Set problem 1:
Identify every line in the records below that contains the word "people", and copy each of those lines.

Monday, April 23, 2007
I ain't a bigass proponent of the nanny state but we got all sortsa rules an' regulations an' if we wanna save ol' Mother Earth, we're gonna need to get a little bit tuff. We got things like speed limits on the highway, laws that say you can't dump garbage anywhere you please, laws that say I gotta pick up dog shit behind ol' Spot, laws that say I gotta pay taxes so's Steve Harper can hire a primper, laws that say cars gotta meet certain standards and a blujillion other laws.
Laws are mostly there to protect society in general from anti-social elements, like wanton polluters an' mass murderers. Without some rules an' regulations, we wouldn't have a society like we do. We'd be livin' in Mad Max world.
Nannies are there to protect dumbass kids from hurtin' themselves an' to make sure they get the necessities of life an' maybe a stroller ride in the park. Some fellers an' gals probbly figger they're responsible enough an' don't need Ginty tellin' 'em what to screw in their sockets. Troublem is, from what some of 'em are sayin', it seems they are too stoopid fer their own good an' are talkin' down the CFB's themselves along with the nanny. "Aw, Mom! I don't need a babysitter anymore." Anybuddy who's had kids, knows that line an' knows it usually means that they DO need a babysitter.
This whole thing reminds me of when we switched to unleaded gasoline. Yeow! The selfsame sorta hew an' cry went up. Lo an' behold, 20 years later, we're doin' fine as far as the no-lead aspect of gasoline is concerned. How many are grumblin' about the nanny state takin' poison lead outta the gas every time they fill up the chugmobile?
Some of the drawbacks to CFB's Red Tory was on about were relevent with early CFB's but have been largely overcome. The dimmer issue is one such problem. CFB's are available that do work properly with dimmers an' 3-way switches. These bulbs, admittedly so far, are more expensive an' more difficult to find.

Set problem 2:
Pick up the nanny-state piece above about CFB bulbs after its last sentence, and continue it in the same voice.

Material shown:
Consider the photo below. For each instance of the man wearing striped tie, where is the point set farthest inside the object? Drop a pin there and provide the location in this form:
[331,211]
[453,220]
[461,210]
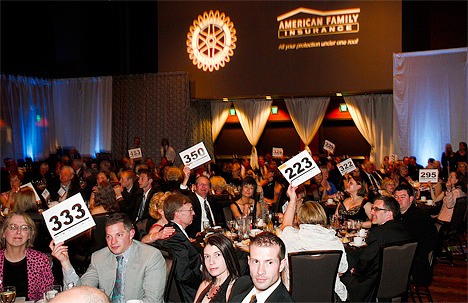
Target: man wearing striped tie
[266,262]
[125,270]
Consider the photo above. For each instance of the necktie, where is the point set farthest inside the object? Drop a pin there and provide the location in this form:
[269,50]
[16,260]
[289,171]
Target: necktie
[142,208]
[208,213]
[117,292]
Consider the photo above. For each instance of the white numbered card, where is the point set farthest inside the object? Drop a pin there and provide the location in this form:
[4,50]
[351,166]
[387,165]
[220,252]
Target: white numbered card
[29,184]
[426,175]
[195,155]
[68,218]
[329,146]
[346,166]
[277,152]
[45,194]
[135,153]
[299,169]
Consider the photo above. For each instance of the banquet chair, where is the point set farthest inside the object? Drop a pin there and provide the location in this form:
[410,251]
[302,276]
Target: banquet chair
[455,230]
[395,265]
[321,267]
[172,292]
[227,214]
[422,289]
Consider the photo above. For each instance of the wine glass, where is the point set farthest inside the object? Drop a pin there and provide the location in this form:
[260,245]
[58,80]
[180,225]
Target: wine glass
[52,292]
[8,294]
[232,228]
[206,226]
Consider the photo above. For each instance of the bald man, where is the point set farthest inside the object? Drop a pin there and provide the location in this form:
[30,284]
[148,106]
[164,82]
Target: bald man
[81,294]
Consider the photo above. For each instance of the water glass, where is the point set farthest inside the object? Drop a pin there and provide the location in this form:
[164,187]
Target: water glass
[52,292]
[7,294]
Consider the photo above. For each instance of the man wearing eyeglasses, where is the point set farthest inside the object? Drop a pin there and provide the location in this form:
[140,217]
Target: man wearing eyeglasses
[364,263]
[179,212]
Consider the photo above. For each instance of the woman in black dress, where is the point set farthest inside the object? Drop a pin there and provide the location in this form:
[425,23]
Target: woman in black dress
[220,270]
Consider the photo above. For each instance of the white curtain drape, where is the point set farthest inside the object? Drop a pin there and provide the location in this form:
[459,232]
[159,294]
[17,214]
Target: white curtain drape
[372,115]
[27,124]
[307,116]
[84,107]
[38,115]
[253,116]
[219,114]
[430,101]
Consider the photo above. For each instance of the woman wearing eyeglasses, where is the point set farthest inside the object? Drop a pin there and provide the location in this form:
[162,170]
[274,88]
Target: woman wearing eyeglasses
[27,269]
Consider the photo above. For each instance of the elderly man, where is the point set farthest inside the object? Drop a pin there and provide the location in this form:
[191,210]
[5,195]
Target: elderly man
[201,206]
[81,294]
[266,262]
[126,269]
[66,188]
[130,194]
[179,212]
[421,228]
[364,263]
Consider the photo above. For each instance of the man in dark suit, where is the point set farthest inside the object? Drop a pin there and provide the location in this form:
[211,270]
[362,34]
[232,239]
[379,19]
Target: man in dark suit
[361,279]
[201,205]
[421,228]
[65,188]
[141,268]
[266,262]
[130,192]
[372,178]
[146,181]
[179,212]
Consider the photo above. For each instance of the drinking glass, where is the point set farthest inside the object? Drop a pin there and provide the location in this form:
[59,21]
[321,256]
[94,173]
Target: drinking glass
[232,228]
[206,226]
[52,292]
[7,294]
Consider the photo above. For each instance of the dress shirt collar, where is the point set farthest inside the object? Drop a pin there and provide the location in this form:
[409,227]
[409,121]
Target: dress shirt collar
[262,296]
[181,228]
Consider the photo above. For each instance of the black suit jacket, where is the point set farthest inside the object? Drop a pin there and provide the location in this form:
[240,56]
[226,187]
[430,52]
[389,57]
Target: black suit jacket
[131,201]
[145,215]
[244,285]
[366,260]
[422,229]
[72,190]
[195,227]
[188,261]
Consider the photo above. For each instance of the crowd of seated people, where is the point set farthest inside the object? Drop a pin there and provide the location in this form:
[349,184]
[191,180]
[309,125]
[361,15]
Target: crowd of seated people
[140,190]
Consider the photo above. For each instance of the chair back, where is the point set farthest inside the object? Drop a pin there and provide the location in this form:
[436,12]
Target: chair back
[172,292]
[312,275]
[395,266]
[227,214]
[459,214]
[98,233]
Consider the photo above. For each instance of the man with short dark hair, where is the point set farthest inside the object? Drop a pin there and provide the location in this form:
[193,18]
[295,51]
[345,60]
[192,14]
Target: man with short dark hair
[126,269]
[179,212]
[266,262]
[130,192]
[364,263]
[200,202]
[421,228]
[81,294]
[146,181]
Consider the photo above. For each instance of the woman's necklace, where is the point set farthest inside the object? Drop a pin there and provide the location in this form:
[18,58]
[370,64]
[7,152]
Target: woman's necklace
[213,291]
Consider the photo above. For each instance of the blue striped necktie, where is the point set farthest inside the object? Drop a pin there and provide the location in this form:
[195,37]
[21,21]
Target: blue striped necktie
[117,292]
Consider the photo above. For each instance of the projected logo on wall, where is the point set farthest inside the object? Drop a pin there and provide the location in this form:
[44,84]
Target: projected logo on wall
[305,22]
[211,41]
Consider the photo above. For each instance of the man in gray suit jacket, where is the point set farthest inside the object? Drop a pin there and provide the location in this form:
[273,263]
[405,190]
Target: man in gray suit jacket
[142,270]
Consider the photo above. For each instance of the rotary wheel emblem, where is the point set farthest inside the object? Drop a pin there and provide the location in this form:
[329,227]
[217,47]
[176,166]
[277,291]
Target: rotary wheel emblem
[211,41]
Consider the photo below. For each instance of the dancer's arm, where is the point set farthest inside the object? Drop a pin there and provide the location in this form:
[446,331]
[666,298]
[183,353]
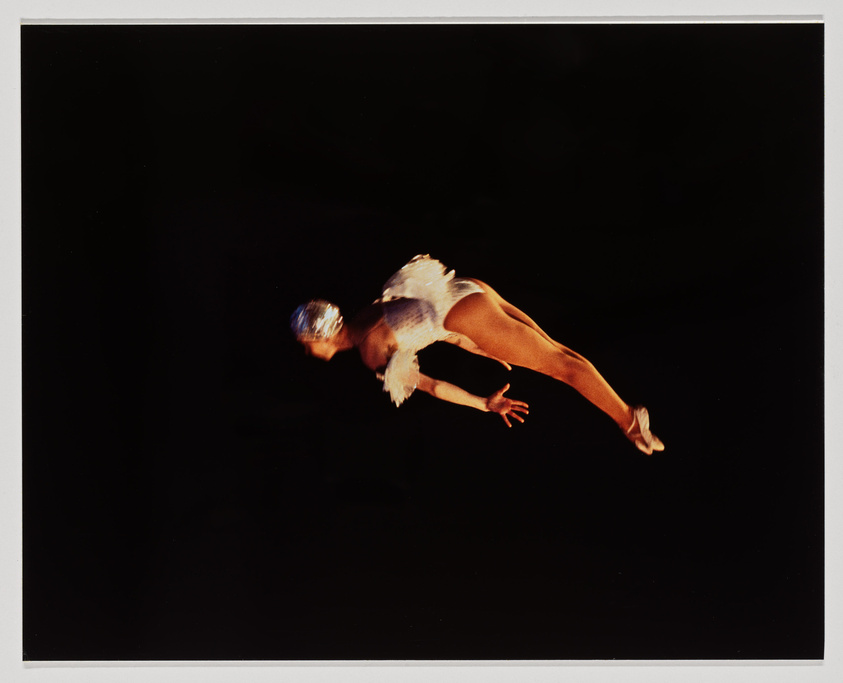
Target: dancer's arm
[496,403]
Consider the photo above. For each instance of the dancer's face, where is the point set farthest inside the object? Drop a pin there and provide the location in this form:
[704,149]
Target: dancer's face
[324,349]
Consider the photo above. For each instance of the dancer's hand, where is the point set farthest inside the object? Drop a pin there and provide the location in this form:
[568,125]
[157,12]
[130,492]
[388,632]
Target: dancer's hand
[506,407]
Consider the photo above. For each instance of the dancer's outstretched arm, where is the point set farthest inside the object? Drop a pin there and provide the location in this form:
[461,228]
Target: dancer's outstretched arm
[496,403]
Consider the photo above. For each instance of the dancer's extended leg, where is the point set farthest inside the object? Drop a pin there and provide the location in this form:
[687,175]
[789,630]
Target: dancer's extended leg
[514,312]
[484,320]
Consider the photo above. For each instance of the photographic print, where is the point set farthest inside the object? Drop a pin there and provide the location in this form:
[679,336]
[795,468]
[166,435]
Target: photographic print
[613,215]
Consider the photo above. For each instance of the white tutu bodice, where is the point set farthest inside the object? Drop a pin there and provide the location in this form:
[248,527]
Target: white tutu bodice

Written answer 1:
Consider the photo above. For each instance of the crowd of seated people, where is the point set farthest inside the object? Drop a pin there and provide the location in this form:
Target: crowd of seated people

Written answer 2:
A commenter over t' Red's site brought up the fluorescent flickerin' causes migraines issue, this is something I don't see in the CFB's. I'm sensitive to flickerin' but it don't gimme migraines an' I ain't seen any scientific studies but... the flicker that we all seen in them commonly used 4-foot fluorescent tubes ain't happenin' with the CFB's. Leastwise, not so's it's apparent to my eye.
As far as the colour spectrum of the light itself, there were originally only "cool white" CF bulbs available. Now, the light comin' from the warmer version is pretty much identical to the spectrum emitted from conventional bulbs.
Like the anti-Earthers complain, CFB's take a little time to reach full brightness. So does my LCD monitor. So what? From my experience, I'd estimate they reach 70% brightness within 2 seconds and, except in cold outdoor conditions, they reach full brightness within a minute. Not much of a drawback considerin' they use less than one quarter the energy of regular bulbs.
Red talked about the fact that up-front costs are high with the CFB's. It's true but they last anywhere's from 5 to 7 years an' they pay fer themselves, on average, within the first year with reduced energy costs. Economy of scale will play an important part in reducing the up-front costs. When CFB's account for the bulk of lightbulb use, manufacturing and distribution will become more efficient.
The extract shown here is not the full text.